[Start of AVAILABLE RECORDS]

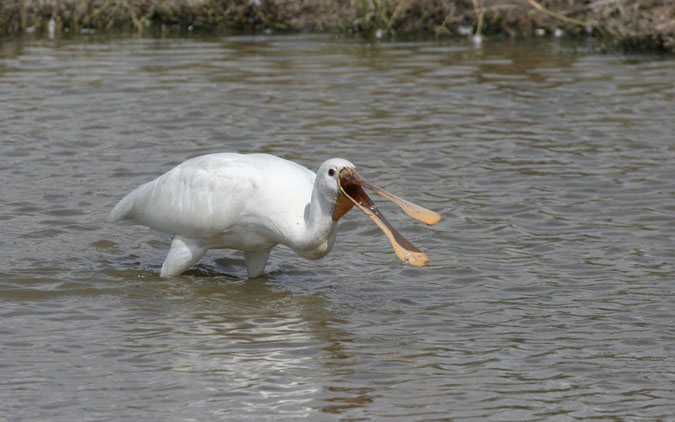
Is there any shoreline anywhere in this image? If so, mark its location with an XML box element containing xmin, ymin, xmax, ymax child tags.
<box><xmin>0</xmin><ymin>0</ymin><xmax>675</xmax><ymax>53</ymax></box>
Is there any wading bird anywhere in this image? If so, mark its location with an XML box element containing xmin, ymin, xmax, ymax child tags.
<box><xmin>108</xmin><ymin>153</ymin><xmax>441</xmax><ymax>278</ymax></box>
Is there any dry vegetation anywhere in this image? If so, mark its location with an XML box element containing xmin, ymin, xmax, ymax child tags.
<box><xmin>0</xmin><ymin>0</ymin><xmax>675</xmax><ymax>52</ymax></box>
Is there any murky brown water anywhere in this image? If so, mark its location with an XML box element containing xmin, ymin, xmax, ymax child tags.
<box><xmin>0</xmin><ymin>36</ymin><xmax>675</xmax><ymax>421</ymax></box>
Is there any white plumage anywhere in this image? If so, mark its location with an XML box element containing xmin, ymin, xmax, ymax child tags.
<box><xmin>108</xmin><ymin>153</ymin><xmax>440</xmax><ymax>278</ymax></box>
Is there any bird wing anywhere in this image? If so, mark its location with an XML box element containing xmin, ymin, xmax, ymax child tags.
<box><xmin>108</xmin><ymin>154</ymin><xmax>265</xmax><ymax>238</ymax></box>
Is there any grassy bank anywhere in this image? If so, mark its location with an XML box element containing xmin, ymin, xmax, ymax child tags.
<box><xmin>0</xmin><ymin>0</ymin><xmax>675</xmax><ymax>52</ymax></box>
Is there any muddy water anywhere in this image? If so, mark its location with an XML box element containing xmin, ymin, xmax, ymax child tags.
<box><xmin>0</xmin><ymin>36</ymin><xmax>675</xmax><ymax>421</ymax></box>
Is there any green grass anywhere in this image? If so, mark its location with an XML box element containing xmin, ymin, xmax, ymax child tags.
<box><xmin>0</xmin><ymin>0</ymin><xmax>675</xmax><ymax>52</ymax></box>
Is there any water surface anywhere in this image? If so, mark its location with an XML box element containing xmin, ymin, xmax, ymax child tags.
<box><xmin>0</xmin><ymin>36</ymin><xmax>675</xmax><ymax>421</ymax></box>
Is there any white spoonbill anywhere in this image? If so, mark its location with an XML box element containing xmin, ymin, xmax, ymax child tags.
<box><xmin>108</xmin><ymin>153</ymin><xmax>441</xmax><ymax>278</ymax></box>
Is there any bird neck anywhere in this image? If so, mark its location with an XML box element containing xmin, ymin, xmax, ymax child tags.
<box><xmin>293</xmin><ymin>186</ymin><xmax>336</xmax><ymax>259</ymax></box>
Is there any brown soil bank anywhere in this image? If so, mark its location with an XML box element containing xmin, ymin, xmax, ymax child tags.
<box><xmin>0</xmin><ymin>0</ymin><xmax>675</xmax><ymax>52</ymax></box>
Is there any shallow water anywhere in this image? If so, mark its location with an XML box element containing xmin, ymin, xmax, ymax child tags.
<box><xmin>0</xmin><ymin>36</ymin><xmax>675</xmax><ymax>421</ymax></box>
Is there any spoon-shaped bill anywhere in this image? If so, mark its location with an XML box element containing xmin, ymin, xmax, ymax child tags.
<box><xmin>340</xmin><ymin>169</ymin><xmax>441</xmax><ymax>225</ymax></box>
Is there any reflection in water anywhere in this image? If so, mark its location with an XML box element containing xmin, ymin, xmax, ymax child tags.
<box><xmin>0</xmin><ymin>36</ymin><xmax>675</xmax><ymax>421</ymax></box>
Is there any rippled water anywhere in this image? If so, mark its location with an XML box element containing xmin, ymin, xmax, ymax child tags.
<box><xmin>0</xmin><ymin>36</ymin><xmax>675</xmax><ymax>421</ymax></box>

[End of AVAILABLE RECORDS]

Gather every line in the excerpts above that contains the string "bird", treating case as significant.

## THE ANSWER
Is there any wading bird anywhere in this image? If so, mark its location with an XML box element containing xmin, ymin, xmax, ymax child tags.
Is there any bird wing anywhere in this image? If so, mark its location with an XML box element containing xmin, ymin, xmax, ymax child tags.
Is there any bird neck anywhere in this image? If so, mark its location with an XML box element containing xmin, ymin, xmax, ymax child tags.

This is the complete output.